**Listed entries:**
● ● ● ●
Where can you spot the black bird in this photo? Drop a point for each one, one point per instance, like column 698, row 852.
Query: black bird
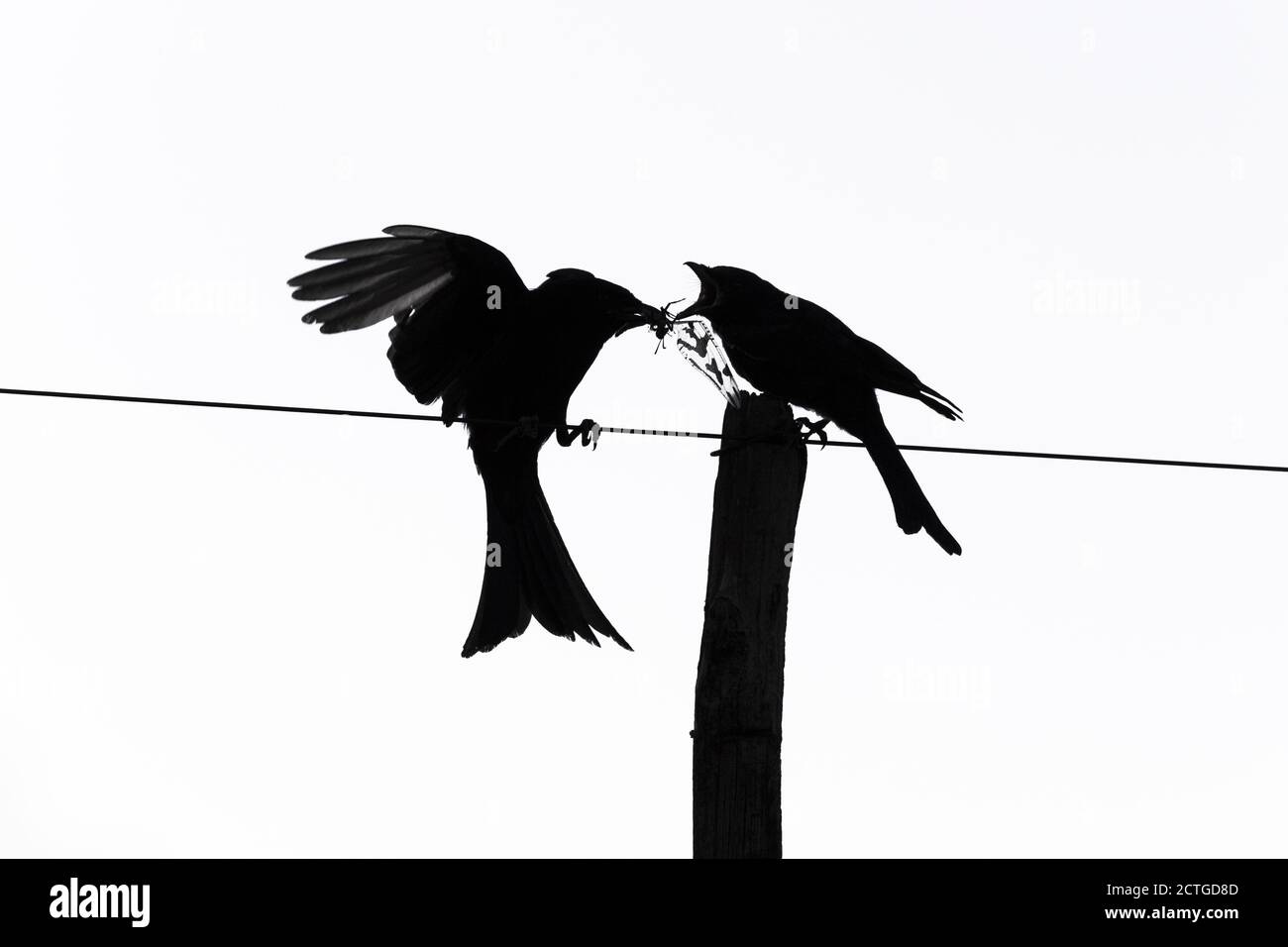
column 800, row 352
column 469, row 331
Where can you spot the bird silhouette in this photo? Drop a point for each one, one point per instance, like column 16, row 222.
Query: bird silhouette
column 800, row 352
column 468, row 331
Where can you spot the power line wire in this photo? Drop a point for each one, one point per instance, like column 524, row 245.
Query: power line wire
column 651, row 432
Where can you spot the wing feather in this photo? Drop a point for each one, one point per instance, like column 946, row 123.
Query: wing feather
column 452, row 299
● ● ● ●
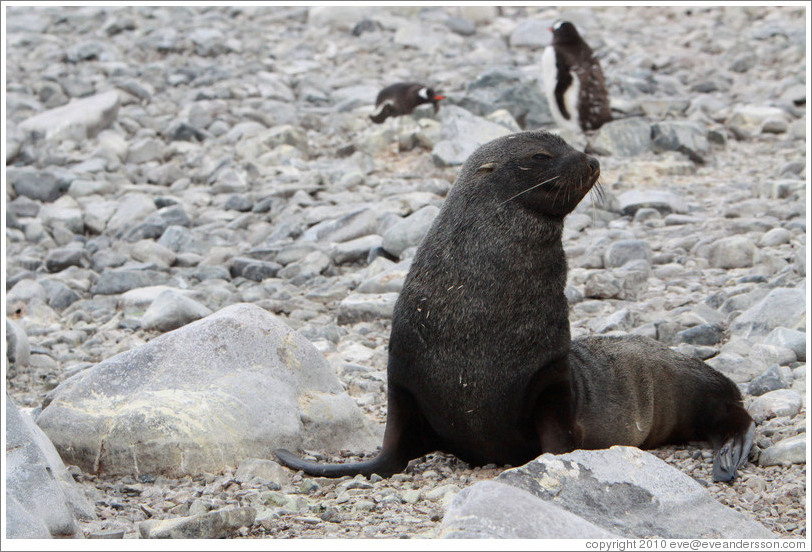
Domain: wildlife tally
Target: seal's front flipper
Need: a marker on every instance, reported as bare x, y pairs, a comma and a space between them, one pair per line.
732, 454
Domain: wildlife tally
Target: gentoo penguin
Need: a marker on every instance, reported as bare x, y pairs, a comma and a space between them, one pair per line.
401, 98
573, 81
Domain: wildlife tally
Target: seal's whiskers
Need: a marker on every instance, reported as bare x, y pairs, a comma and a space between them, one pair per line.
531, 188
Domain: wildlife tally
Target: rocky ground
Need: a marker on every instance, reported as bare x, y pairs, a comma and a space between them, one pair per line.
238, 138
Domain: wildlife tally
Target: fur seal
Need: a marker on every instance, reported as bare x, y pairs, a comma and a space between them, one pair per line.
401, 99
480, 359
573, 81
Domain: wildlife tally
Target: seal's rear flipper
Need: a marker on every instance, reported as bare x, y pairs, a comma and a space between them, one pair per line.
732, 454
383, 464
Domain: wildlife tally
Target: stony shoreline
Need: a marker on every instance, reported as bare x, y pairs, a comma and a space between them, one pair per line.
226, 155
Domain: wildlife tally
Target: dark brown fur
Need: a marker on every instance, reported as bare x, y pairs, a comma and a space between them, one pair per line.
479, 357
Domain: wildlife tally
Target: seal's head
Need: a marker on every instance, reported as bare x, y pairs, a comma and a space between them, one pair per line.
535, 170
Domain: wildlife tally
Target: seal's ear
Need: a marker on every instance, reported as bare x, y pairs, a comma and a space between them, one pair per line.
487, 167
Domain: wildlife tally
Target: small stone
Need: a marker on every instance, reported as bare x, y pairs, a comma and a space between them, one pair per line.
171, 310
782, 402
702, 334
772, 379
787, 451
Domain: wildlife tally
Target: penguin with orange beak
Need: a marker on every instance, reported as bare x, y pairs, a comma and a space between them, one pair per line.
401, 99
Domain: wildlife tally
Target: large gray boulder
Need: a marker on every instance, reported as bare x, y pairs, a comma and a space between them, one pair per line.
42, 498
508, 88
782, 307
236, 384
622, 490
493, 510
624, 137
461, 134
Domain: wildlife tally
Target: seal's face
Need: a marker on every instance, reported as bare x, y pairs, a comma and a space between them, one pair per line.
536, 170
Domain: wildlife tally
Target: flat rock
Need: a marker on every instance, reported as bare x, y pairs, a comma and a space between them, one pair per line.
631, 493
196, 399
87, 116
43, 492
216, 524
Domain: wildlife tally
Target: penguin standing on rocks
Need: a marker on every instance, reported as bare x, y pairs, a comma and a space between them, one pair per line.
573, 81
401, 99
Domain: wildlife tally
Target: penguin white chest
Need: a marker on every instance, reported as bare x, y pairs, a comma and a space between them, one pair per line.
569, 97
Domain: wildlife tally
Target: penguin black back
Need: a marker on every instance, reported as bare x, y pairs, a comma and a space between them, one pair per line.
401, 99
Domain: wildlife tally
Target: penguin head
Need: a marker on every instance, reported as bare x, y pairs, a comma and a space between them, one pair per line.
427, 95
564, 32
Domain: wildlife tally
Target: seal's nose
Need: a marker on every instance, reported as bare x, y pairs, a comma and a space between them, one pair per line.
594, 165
● ● ● ●
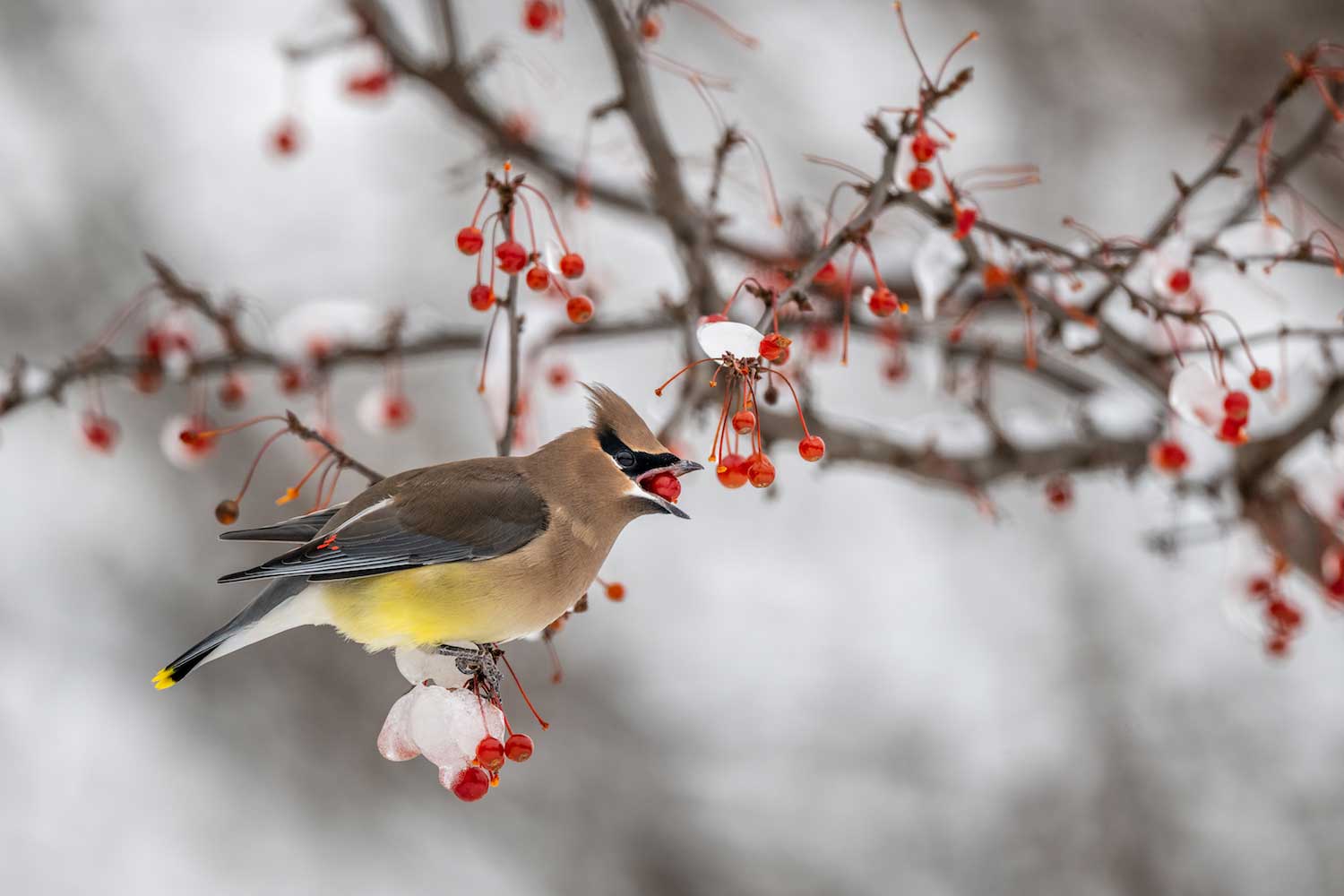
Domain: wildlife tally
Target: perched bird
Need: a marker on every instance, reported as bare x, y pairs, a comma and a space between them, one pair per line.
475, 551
● ● ● ●
**What is needed:**
Say the number of lines in the listing that hold "penguin", with no added words.

**The answer:**
6